### WORK INSTRUCTION
The answer must restate every entry exactly as it appears.

### RECORDED DATA
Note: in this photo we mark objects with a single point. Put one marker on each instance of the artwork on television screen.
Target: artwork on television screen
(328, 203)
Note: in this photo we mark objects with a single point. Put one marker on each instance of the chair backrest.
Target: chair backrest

### ANSWER
Note: in this photo we mark objects with a single point. Put one marker on each instance of the artwork on television screen.
Target: artwork on television screen
(328, 203)
Note: in this photo we mark objects with a single point. Put one marker on each instance of the chair backrest.
Target: chair backrest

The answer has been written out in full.